Passage given

####

Would this work in general? Say I have a document with figures, special
equations, text, and tables. The text and tables are relatively easy. The
figures would need a conversion from pixels to lines, and the equations maybe
printed out, counted as a figure, and then added to the line count. It would
also be tricky if a title line was at 32 point font and the text at 12, and the
more complex the formatting the harder to deal with rows as related to page
size.
Thankfully I do not think I will have to do this, so the question is for
theoretical interest on my part (at least for now).
Tim
-----Original Message-----
From: R-help <r-help-bounces at r-project.org> On Behalf Of Jeff Newmiller
via R-help
Sent: Saturday, December 2, 2023 11:46 AM
To: r-help at r-project.org
Subject: Re: [R] adding "Page X of XX" to PDFs
[External Email]
One of the most fundamental characteristics of R programming is the use of data
frames of column vectors, and one of the very first challenges I had as a
then-Perl-programmer was coming to grips with the fact that unknown-length CSV
files would be read completely into memory as rows and once the entire CSV was
in memory it would be transposed into column vectors. I was resistant to this
philosophy at first, but the advantages in computation speed and simplicity
eventually won me over.

####

Set problem
Pick up the email thread about adding page numbers to PDFs right after its last sentence and keep writing it. Nothing in the data that follows has any bearing on this.

Named object pointing entries
####

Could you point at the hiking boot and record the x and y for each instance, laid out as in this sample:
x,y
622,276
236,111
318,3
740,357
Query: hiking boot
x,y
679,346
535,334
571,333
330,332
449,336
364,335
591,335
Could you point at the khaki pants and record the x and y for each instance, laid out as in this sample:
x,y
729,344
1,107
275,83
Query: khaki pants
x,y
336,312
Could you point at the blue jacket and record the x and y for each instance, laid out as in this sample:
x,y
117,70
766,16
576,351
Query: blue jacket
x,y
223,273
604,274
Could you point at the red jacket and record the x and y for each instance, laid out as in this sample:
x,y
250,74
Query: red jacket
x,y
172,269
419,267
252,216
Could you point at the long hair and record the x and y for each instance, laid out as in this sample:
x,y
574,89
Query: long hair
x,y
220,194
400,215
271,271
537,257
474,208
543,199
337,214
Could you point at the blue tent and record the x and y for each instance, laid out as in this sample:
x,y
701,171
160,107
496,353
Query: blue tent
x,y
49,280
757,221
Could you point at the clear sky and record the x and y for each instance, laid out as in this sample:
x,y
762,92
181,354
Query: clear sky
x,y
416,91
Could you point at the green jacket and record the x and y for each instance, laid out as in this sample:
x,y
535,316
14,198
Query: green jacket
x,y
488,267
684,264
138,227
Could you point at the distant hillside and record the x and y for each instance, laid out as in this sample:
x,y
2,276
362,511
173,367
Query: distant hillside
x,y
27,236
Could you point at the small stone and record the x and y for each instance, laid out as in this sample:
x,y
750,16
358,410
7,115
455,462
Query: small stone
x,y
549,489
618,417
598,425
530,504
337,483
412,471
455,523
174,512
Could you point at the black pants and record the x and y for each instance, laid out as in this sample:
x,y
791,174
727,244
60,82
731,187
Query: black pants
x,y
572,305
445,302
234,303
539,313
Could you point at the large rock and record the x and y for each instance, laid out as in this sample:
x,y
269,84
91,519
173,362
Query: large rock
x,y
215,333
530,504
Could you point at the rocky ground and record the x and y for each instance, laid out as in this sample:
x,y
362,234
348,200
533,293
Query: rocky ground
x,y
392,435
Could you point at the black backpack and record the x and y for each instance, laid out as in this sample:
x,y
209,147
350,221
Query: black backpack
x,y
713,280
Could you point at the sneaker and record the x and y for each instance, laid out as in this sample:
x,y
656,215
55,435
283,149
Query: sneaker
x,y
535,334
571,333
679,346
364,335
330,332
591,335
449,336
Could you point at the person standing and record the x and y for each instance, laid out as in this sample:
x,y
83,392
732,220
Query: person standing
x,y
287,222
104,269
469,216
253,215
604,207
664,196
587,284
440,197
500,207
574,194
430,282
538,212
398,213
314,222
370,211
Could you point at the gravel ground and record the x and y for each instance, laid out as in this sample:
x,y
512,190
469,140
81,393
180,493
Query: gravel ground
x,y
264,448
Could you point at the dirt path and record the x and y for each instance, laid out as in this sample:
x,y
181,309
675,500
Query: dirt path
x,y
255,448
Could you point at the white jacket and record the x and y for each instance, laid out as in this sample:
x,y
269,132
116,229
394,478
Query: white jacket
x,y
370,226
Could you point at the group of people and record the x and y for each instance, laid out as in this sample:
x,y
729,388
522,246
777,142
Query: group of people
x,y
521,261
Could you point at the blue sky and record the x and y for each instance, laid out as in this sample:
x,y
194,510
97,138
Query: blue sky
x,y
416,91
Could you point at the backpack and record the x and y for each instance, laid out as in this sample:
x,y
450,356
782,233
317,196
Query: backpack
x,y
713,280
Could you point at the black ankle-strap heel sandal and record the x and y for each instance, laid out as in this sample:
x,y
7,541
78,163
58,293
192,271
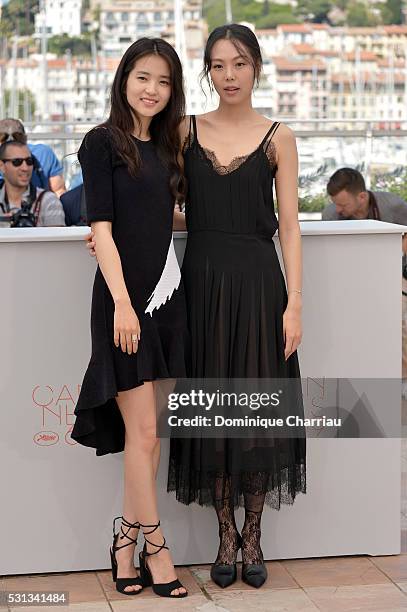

####

Reply to the task
I would say that if you want to know how many pages you are going to produce
with R, then you are going to have to count them before you create them.
Building a dataframe that describes (in terms of parameters to be passed to a
page-generating function in each row) what you are going to put on each page
before you actually print it can make this pre-counting problem trivial, and the
code that does the printing is likely to be more modular and testable as well.
On December 1, 2023 12:53:25 PM PST, Dennis Fisher <fisher at
plessthan.com> wrote:>OS X
>R 4.3.1
>
>Colleagues
>
>I often create multipage PDFs [pdf()] in which the text "Page X"
appears in the margin. These PDFs are created automatically using a massive R
script.
>
>One of my clients requested that I change this to:
> Page X of XX
>where XX is the total number of pages.
>
>I don't know the number of expected pages so I can't think of any
clever way to do this. I suppose that I could create the PDF, find out the
number of pages, then have a second pass in which the R script was fed the
number of pages. However, there is one disadvantage to this -- the original PDF
contains a timestamp on each page -- the new version would have a different
timestamp -- so I would prefer to not use this approach.
>
>Has anyone thought of some terribly clever way to solve this problem?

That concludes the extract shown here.